11-9-2001:” Where were you when?”

È un giorno che ci ha cambiati dentro perchè ci ha tolto la sicurezza e un po’ la fiducia nel prossimo:  ci ha fatti diventare sospettosi di chi appare differente da noi. Il nostro prima è quello di una vita in cui pensavamo di essere fortunati ad essere in un periodo di calma e di pace. Ci sentivamo tranquilli in una parte del mondo dove non c’erano più guerre civili o religiose.

Da quel giorno però è cambiato tutto. Non solo perchè è stata colpita la nazione più potente del mondo, ma perchè da allora è successo ancora, ancora e ancora.

Parigi, Nizza, Berlino, Boston, Barcellona, Mumbay, per citare solo alcuni luoghi.  È successo in alberghi, musei, piazze, mercati, ristoranti, spiagge, chiese, luoghi di lavoro.

E non siamo neanche più così naive da dire che viviamo in un periodo di pace perchè non è vero.

Da allora sono morti migliaia di soldati americani, europei. Sono morti milioni di civili in Irak, Siria, Libia ed in altre zone del mondo dove l’estremismo ha fatto le sue vittime.

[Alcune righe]

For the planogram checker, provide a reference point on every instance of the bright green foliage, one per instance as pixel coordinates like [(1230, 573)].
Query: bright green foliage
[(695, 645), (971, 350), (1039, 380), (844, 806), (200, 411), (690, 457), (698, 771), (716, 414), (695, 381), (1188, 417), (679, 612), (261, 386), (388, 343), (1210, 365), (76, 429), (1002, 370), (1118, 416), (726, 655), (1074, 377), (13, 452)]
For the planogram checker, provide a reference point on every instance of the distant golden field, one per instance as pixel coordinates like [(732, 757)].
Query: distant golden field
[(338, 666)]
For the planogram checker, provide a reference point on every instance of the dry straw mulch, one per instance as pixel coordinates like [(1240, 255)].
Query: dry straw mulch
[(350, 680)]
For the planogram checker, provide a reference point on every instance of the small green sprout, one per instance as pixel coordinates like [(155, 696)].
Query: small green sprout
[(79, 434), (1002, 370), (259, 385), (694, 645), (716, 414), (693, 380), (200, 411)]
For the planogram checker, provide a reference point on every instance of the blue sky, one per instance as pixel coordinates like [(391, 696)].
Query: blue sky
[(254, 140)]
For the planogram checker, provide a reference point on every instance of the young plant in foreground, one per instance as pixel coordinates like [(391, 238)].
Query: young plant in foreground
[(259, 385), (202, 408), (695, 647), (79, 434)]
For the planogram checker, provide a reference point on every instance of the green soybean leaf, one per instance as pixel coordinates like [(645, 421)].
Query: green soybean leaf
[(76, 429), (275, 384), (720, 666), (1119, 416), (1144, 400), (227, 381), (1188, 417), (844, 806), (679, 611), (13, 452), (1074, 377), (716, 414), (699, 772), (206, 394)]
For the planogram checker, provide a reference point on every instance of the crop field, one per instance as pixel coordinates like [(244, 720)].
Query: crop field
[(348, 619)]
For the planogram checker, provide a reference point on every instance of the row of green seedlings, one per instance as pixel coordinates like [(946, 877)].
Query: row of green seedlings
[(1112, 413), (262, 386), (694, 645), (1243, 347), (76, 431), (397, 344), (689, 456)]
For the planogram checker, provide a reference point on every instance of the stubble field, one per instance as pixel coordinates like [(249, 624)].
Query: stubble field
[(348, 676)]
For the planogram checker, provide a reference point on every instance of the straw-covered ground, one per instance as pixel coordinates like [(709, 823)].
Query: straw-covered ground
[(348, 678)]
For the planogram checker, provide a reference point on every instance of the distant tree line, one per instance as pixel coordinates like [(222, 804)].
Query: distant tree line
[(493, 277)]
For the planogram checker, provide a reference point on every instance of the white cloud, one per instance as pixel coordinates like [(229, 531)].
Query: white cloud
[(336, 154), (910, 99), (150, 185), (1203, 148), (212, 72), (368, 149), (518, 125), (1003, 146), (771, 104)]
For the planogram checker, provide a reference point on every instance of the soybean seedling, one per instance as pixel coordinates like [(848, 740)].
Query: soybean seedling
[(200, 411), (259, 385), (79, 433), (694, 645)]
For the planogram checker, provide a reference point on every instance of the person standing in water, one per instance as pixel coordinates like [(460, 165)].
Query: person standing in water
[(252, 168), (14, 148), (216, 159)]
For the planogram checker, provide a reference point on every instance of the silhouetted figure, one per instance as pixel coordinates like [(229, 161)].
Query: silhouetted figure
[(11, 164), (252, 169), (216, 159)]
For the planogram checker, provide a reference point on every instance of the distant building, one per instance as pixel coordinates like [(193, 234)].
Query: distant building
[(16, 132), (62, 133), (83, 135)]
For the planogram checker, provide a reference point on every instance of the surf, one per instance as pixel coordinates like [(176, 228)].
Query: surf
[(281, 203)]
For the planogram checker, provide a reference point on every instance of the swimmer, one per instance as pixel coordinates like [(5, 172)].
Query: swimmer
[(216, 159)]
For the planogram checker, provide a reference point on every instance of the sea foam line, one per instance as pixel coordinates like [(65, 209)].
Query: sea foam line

Problema proposto 1 = Secondo il testo sull'11 settembre 2001, in quali paesi sono morti milioni di civili?
Problema proposto 2 = Trascrivi dal testo sull'11 settembre 2001 il passo che va da "È un giorno" fino a "ancora e ancora." incluso.
Problema proposto 3 = Prosegui il testo sull'11 settembre 2001 a partire dal punto in cui si interrompe.
Le righe provengono da una fonte diversa.

Risultato atteso 1 = In Irak, Siria, Libia e in altre zone del mondo dove l'estremismo ha fatto le sue vittime.

Risultato atteso 2 =
È un giorno che ci ha cambiati dentro perchè ci ha tolto la sicurezza e un po’ la fiducia nel prossimo:  ci ha fatti diventare sospettosi di chi appare differente da noi. Il nostro prima è quello di una vita in cui pensavamo di essere fortunati ad essere in un periodo di calma e di pace. Ci sentivamo tranquilli in una parte del mondo dove non c’erano più guerre civili o religiose.

Da quel giorno però è cambiato tutto. Non solo perchè è stata colpita la nazione più potente del mondo, ma perchè da allora è successo ancora, ancora e ancora.

Risultato atteso 3 =
Quel giorno però, l’11 settembre 2001, rimane il giorno che nessuno dimenticherà. Sappiamo tutti esattamente cosa facevamo e dove eravamo. Se lo ricorda persino mia figlia che allora di anni ne aveva cinque.

In questo post abbiamo deciso di raccogliere le risposte delle autrici del blog USA Coast to Coast alla domanda: Dove eri? “Where were you when?”.

Where were you when the world stopped turning?

Sabina (Living in California)

Lo ricordo come se fosse oggi. Ero tornata a casa per pranzo in uno dei soliti intervalli tra le lezioni all’università di Padova. Accesi la tv, un po’ annoiata, prima del corso di inglese, e tutti i canali ne parlavano. Guardavo incredula quelle immagini così surreali e non mi capacitavo di quello che stava succedendo in America. Un’America lontana, che non conoscevo, che avevo visto solo nei film. Impossibile credere che fosse tutto vero e che stesse succedendo sul serio. Immagini di morte e disperazione, che sono impresse nella mia memoria.

Ricordo che tornai all’università con quel bisogno di stringermi ad una comunità di persone per processare quella terribile tragedia… tornai al corso di inglese col desiderio di parlare di quelle immagini appena viste e di trovare nei miei compagni di corso una sorta di consolazione per quel dolore che provavo e per la paura immane che quelle immagini avevano generato in me. Sapevo che qualcosa era cambiato per sempre e da lì non saremmo più tornati indietro.

Francesca (Georgia peach in tiger town)

Francesca aveva scritto un post sul suo primo blog proprio con questo nome, Where were you when. Lei come me, abitava già negli Stati Uniti. Le sensazioni che prova sono molto simili alle mie ed entrambe ci ricordiamo il silenzio surreale di quel giorno .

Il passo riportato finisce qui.